Data listing
------------------------------------------------------------------------
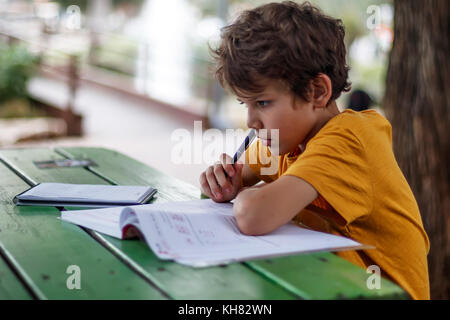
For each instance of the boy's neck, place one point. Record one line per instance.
(327, 113)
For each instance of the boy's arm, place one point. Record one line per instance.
(249, 178)
(261, 210)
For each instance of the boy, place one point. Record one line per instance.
(336, 171)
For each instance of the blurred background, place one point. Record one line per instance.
(126, 74)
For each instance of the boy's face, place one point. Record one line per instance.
(276, 108)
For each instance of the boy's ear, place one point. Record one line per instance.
(321, 90)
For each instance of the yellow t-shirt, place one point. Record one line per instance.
(363, 195)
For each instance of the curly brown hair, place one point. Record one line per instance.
(285, 41)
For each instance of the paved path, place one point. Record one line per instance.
(113, 120)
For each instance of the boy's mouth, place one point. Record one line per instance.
(266, 142)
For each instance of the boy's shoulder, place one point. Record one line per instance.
(367, 125)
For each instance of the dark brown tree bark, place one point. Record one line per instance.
(416, 103)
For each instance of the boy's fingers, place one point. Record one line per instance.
(222, 180)
(212, 182)
(227, 163)
(238, 174)
(205, 186)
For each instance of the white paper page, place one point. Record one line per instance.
(208, 234)
(77, 192)
(103, 220)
------------------------------------------------------------------------
*TO BE DONE:*
Format all of the records above as a JSON list of strings with one string per line, skipping blank lines. Leave the pictures out of the list.

*EXERCISE RESPONSE:*
[
  "For each instance of the boy's neck, place one point. Record one line per instance.",
  "(327, 113)",
  "For each instance of the boy's arm, place one point. Record one line per instance.",
  "(249, 178)",
  "(261, 210)",
  "For each instance of the boy, place one point. Record one line per instance.",
  "(336, 171)",
  "For each instance of the blurred background, place one point. Record one line per instance.",
  "(126, 74)",
  "For each instance of the boy's face, place one point. Record one line per instance.",
  "(276, 108)",
  "For each instance of the boy's ear, place one point. Record one line per instance.",
  "(321, 90)",
  "For each instance of the yellow t-shirt, place one point. Record one line per instance.",
  "(363, 195)",
  "For each instance of the curly brown hair, place one point. Record one line per instance.",
  "(285, 41)",
  "For each instance of the paved path, place one point. Record one line per instance.",
  "(113, 120)",
  "For each instance of the boy's mouth, place one point. Record one line per instance.",
  "(266, 142)",
  "For each instance of the boy's shoulder, place one point. Record one line per instance.",
  "(367, 125)",
  "For each instance of the dark brown tree bark, place one point. Record one line per instance.",
  "(416, 103)",
  "For each instance of the boy's fingers, place one point. Record one line per instance.",
  "(222, 180)",
  "(212, 182)",
  "(227, 163)",
  "(238, 174)",
  "(205, 186)",
  "For each instance of the white paper page, place one point. Record one line per instance.",
  "(208, 234)",
  "(77, 192)",
  "(103, 220)"
]